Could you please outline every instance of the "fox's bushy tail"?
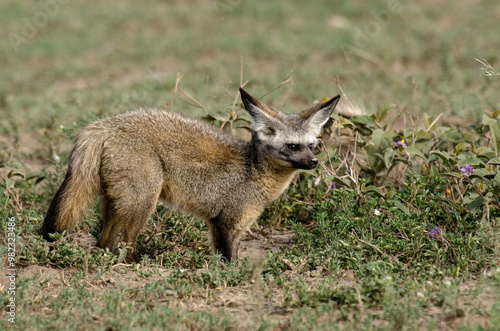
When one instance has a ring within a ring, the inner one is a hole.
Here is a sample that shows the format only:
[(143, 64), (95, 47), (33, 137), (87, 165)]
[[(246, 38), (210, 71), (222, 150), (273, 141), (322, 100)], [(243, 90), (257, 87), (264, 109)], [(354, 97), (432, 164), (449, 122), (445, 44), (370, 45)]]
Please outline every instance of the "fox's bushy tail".
[(88, 127), (80, 133), (71, 151), (68, 172), (50, 203), (41, 235), (72, 229), (83, 210), (95, 199), (100, 188), (99, 169), (104, 148), (102, 132)]

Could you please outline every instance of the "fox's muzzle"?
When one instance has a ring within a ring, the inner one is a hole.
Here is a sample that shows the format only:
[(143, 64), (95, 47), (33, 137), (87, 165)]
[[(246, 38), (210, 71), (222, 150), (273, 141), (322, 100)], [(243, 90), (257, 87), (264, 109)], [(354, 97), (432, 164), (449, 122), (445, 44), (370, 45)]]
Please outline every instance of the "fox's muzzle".
[(310, 159), (308, 162), (302, 163), (299, 169), (304, 169), (304, 170), (314, 169), (318, 166), (318, 163), (319, 161), (317, 158)]
[(313, 153), (308, 152), (308, 153), (303, 153), (303, 154), (305, 154), (305, 155), (302, 155), (302, 157), (292, 161), (292, 165), (294, 168), (310, 170), (310, 169), (314, 169), (318, 166), (319, 161), (314, 156)]

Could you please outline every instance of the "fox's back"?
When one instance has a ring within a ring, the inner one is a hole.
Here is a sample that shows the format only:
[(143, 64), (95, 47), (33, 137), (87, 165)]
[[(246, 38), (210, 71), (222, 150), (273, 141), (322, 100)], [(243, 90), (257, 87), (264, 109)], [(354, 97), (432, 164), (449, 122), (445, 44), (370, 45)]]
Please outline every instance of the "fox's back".
[(246, 146), (245, 142), (220, 133), (207, 123), (156, 109), (102, 119), (89, 124), (81, 133), (81, 136), (93, 135), (104, 135), (110, 147), (118, 145), (120, 149), (135, 149), (138, 153), (168, 154), (174, 162), (195, 165), (239, 158)]
[(161, 141), (165, 147), (201, 140), (209, 140), (217, 146), (238, 145), (237, 140), (219, 133), (209, 124), (157, 109), (140, 109), (105, 118), (89, 124), (85, 130), (103, 131), (107, 136), (130, 142), (158, 144)]

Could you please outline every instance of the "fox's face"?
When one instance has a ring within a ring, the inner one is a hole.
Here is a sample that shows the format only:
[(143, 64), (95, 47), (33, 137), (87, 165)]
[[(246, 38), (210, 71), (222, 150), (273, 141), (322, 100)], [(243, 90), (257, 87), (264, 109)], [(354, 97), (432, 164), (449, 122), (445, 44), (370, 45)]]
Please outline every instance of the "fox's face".
[(321, 128), (328, 121), (340, 96), (316, 104), (296, 115), (276, 112), (240, 88), (245, 109), (253, 120), (259, 148), (283, 166), (313, 169), (318, 159), (313, 151)]

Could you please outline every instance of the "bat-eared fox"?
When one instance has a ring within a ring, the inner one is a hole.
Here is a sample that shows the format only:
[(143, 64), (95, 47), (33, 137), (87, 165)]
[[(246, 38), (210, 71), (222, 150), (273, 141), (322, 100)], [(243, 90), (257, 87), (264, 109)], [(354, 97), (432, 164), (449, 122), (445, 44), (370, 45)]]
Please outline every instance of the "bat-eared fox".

» **TASK TO CARRY OUT**: Leaving out the pictures, output the listing above exactly as given.

» **SOLVED EXERCISE**:
Could you please outline every instance of the "fox's bushy tail"?
When one instance has a ring within a ring, the inner one is a hole.
Here is a sample that shows the format only:
[(143, 64), (95, 47), (33, 137), (87, 165)]
[[(246, 38), (210, 71), (222, 150), (273, 141), (322, 100)], [(243, 90), (257, 87), (264, 109)], [(354, 97), (432, 164), (449, 122), (445, 44), (370, 45)]]
Please outline every instance of the "fox's bushy tail".
[(88, 127), (80, 133), (71, 151), (68, 172), (50, 203), (41, 235), (72, 229), (83, 210), (95, 199), (100, 188), (99, 169), (104, 148), (102, 132)]

Could you please outline every instance of the "fox's muzzle"?
When one instance has a ring within a ring, the inner one is a hole.
Here is a sample that shows the format only:
[(143, 64), (95, 47), (33, 137), (87, 165)]
[[(246, 38), (210, 71), (222, 150), (273, 141), (322, 100)], [(243, 90), (257, 87), (264, 109)], [(354, 97), (432, 164), (449, 122), (445, 44), (370, 45)]]
Please outline every instance of the "fox's muzzle".
[(310, 159), (308, 162), (302, 163), (299, 169), (304, 169), (304, 170), (314, 169), (318, 166), (318, 163), (319, 161), (317, 158)]
[(313, 153), (308, 152), (308, 153), (303, 153), (303, 154), (305, 154), (305, 155), (302, 155), (302, 157), (292, 161), (292, 165), (294, 168), (310, 170), (310, 169), (314, 169), (318, 166), (319, 161), (314, 156)]

Could you please outline every instance of the "fox's back"?
When one instance has a ring within a ring, the inner one is a hole.
Here is a sample that shows the format only:
[(143, 64), (95, 47), (33, 137), (87, 165)]
[[(246, 38), (210, 71), (222, 150), (273, 141), (322, 100)], [(243, 90), (257, 87), (264, 109)], [(354, 97), (432, 164), (449, 122), (445, 44), (370, 45)]]
Please outline every instance of the "fox's back".
[(246, 146), (245, 142), (220, 133), (207, 123), (156, 109), (102, 119), (89, 124), (81, 133), (81, 136), (93, 135), (104, 135), (110, 147), (118, 145), (120, 149), (135, 149), (138, 153), (168, 154), (174, 162), (195, 165), (239, 158)]
[(161, 141), (165, 147), (201, 140), (209, 140), (217, 146), (238, 145), (237, 140), (219, 133), (209, 124), (157, 109), (140, 109), (105, 118), (89, 124), (85, 130), (103, 131), (107, 136), (130, 142), (158, 144)]

Could you please outline every instance of the "fox's face"?
When one instance has a ring within a ring, the inner one is a hole.
Here is a sample that shows the format only:
[(143, 64), (95, 47), (33, 137), (87, 165)]
[[(246, 38), (210, 71), (222, 150), (273, 141), (322, 100)], [(243, 90), (257, 87), (264, 109)], [(354, 97), (432, 164), (449, 122), (445, 44), (370, 45)]]
Please outline every instance of the "fox's face".
[(321, 128), (328, 121), (340, 96), (316, 104), (296, 115), (276, 112), (240, 88), (245, 109), (253, 120), (259, 148), (283, 166), (313, 169), (318, 159), (313, 151)]

Could you please outline every instance of the "bat-eared fox"?
When one instance has a ring within a ring, the inner one is a hole.
Here is a sample that shows the format only:
[(143, 64), (95, 47), (33, 137), (87, 165)]
[[(246, 38), (210, 71), (222, 150), (273, 141), (322, 100)], [(243, 90), (257, 87), (264, 109)], [(354, 97), (432, 164), (449, 122), (445, 44), (370, 45)]]
Please outline every instance of the "bat-eared fox".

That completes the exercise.